(Collected data)

************

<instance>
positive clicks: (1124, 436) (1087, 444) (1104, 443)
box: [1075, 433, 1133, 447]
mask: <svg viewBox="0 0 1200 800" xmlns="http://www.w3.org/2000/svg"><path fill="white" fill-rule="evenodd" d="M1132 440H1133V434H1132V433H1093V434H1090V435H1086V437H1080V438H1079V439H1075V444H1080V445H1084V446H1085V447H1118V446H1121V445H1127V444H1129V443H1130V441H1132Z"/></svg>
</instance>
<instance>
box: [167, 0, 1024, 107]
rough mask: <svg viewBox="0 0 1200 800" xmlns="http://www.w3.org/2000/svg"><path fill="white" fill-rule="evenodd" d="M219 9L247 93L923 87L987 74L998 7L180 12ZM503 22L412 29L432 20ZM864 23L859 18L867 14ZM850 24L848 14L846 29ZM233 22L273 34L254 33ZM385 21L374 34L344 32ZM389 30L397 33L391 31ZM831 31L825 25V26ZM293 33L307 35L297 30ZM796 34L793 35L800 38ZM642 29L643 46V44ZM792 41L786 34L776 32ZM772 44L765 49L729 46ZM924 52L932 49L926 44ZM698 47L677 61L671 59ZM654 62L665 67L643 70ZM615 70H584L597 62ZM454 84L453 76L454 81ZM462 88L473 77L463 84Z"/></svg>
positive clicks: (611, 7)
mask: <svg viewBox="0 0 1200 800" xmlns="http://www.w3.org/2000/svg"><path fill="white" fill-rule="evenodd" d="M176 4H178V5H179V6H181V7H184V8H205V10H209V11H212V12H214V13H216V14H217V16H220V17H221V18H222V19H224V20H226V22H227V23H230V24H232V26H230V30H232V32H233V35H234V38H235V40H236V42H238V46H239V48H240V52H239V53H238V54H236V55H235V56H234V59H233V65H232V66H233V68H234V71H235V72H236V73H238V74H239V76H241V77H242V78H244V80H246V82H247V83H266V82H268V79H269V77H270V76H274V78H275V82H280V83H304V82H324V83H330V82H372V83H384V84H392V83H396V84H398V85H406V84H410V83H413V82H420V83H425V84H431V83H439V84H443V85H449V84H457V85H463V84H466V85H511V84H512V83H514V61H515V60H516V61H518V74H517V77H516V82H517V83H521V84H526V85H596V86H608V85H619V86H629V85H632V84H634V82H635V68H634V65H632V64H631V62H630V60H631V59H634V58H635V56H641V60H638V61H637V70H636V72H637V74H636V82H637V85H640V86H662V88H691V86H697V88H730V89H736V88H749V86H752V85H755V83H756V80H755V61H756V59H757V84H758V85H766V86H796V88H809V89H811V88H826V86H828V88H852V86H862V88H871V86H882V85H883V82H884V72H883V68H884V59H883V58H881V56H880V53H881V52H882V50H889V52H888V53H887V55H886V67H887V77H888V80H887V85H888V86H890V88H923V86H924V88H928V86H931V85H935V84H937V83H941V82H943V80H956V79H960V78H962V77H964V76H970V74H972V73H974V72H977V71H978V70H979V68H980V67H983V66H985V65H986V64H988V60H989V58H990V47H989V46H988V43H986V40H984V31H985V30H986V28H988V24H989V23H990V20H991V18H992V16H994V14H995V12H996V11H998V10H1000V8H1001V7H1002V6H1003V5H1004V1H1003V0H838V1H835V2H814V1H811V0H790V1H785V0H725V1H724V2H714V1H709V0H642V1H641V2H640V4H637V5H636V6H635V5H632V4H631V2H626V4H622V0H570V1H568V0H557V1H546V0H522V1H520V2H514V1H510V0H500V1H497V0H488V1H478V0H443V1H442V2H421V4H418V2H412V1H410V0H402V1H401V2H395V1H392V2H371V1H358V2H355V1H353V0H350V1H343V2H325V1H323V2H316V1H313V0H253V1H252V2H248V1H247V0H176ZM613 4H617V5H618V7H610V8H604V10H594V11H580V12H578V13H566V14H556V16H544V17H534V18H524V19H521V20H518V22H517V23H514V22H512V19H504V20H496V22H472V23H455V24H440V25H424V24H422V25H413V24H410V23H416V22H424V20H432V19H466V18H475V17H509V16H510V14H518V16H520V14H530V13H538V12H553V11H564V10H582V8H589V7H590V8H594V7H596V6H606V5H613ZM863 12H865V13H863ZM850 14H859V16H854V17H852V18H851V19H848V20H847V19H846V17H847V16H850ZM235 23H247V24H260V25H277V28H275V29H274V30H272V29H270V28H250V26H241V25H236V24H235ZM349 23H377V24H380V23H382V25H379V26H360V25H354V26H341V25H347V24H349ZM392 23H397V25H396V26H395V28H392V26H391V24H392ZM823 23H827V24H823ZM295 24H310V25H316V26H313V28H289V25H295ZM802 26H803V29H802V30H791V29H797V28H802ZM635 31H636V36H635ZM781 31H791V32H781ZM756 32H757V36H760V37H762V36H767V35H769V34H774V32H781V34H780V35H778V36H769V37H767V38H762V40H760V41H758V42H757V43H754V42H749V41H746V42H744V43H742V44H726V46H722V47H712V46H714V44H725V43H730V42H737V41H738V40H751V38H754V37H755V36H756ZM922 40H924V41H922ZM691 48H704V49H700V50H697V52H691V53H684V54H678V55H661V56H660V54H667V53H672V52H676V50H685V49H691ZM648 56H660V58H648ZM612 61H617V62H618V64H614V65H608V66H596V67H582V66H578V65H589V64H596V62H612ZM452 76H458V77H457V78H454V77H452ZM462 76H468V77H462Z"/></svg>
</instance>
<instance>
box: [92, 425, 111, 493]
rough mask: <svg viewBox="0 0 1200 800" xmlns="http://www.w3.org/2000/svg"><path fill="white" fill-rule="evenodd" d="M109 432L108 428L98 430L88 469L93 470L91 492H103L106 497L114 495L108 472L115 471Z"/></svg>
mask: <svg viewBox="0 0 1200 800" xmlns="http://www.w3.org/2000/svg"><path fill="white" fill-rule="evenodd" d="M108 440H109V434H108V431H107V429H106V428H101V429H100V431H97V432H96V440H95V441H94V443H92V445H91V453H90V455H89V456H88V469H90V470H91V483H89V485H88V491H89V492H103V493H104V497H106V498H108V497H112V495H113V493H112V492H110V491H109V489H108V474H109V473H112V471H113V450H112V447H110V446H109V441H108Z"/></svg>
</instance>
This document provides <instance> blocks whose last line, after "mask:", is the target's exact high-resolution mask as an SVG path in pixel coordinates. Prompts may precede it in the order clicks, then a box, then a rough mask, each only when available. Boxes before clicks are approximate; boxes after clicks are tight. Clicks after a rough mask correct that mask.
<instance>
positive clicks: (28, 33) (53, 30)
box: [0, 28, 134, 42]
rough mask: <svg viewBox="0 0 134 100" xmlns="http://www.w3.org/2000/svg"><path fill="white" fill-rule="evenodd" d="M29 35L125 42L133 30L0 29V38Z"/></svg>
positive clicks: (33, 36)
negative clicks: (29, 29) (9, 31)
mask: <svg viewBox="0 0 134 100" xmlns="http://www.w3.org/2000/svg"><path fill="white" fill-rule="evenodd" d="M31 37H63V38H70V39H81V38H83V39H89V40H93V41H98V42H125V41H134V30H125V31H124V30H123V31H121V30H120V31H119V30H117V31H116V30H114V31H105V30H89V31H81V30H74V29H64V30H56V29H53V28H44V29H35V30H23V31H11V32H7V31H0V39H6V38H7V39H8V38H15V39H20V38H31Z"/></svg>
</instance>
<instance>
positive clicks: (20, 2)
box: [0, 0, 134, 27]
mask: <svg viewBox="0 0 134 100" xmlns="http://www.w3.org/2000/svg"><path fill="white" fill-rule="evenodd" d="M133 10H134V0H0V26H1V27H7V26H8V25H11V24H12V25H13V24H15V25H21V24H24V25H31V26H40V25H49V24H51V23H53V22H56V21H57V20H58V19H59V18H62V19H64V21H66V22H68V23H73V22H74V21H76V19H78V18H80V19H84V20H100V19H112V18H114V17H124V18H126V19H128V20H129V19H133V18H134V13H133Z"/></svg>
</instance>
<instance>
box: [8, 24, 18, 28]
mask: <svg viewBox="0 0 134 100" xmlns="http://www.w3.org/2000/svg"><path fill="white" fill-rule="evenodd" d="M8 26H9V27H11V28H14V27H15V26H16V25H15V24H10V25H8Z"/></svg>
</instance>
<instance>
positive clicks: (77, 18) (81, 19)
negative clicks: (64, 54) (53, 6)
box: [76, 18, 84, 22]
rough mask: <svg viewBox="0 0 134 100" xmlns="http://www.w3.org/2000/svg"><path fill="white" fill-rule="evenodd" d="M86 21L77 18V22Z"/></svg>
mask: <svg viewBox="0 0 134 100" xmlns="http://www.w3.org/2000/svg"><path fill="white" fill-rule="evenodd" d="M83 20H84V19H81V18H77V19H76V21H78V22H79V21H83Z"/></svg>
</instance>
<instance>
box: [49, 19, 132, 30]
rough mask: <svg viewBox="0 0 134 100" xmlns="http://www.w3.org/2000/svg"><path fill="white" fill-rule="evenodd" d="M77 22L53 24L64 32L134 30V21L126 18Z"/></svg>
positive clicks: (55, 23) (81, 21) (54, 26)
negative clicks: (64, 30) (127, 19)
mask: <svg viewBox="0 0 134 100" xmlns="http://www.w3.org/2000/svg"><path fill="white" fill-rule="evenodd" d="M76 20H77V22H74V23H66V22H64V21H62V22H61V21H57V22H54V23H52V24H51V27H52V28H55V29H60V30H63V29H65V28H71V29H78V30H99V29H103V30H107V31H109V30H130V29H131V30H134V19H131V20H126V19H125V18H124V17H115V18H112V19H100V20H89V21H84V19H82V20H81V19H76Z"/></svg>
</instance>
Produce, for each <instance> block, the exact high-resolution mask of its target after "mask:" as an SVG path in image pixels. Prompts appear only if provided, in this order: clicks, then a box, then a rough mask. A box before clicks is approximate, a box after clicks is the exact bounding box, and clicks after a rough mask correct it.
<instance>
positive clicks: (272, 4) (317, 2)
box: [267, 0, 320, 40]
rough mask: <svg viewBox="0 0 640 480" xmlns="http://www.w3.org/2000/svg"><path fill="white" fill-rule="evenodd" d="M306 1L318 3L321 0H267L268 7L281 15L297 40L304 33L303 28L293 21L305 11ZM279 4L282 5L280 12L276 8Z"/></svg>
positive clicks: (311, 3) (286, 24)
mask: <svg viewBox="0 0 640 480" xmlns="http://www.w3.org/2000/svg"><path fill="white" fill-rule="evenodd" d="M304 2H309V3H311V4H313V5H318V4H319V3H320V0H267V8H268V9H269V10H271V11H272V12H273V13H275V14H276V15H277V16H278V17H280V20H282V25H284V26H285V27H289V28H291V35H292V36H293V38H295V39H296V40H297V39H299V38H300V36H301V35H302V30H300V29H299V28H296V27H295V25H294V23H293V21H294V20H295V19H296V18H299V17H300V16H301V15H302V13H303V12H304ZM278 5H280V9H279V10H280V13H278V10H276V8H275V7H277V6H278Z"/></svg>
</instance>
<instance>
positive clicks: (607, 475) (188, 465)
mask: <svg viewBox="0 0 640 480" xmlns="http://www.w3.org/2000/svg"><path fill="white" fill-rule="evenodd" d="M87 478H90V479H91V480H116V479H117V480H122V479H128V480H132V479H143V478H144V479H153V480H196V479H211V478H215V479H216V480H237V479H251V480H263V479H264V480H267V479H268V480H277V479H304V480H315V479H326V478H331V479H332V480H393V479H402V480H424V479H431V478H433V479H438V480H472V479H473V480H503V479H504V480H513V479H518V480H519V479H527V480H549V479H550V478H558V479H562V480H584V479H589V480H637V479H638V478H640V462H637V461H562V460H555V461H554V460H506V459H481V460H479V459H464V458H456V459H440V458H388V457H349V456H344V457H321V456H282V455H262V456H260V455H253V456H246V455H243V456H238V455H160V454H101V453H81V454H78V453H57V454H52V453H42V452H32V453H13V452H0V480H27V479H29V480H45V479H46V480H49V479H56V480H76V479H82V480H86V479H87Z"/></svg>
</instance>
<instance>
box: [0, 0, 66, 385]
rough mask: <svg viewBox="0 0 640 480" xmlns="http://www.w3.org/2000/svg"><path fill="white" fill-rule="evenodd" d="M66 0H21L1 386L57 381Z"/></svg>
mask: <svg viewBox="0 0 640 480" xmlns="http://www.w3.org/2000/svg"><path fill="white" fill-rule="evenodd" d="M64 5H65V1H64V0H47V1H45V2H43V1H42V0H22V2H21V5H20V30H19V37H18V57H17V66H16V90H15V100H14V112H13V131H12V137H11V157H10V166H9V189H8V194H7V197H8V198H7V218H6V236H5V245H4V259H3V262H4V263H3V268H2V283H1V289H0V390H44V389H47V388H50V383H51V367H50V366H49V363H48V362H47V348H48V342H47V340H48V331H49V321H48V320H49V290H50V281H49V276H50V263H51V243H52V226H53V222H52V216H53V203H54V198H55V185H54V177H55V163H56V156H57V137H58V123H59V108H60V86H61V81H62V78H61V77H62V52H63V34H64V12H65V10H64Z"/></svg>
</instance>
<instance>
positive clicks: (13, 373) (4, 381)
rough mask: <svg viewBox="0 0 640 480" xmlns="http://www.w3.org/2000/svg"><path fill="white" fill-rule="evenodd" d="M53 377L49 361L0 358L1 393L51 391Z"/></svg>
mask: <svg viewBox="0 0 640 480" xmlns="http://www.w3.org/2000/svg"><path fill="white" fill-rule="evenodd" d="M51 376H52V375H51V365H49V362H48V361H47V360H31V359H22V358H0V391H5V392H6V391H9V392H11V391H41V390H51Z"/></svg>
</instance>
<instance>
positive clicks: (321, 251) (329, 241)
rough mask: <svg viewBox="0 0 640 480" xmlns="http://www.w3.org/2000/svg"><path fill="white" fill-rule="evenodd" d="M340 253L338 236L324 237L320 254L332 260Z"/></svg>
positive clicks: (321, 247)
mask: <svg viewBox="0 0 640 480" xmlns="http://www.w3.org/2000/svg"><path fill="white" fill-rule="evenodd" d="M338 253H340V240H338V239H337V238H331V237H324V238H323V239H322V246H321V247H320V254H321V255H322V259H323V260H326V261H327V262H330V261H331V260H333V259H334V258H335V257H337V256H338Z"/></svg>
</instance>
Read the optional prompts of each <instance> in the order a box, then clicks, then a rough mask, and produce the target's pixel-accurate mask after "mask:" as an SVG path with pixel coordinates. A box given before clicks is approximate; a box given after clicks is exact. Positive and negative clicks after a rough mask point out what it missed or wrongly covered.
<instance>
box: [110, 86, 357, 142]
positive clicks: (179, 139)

************

* _INSTRUCTIONS FOR THE TASK_: Within the entries above, find the string "approximate" and return each line that holds it.

* _EXERCISE SOLUTION_:
This document provides <instance> blocks whose last line, after "mask:", is the target's exact high-resolution mask as an SVG path in pixel coordinates. Prompts may precede it in the order clicks, then a box, then a rough mask, each only when available. Boxes before clicks are approximate; boxes after clicks are tight. Clicks after a rough mask correct that mask.
Produce, for each <instance> block, the exact high-resolution mask of its target after "mask:" as an SVG path in image pixels. Prompts appear only if provided, in this order: clicks, then a box, then a rough mask. A box before clicks is approximate, a box after clicks is the exact bounding box, and clicks after a rough mask correct it.
Read the optional prompts of each <instance> in the order a box, then clicks, then a rough mask, and produce the target's pixel-accurate mask after "mask:" as an SVG path with pixel coordinates. A box given before clicks is approximate; a box given after clicks is exact. Positive and negative clicks after a rough mask point out what it missed or wrongly covered.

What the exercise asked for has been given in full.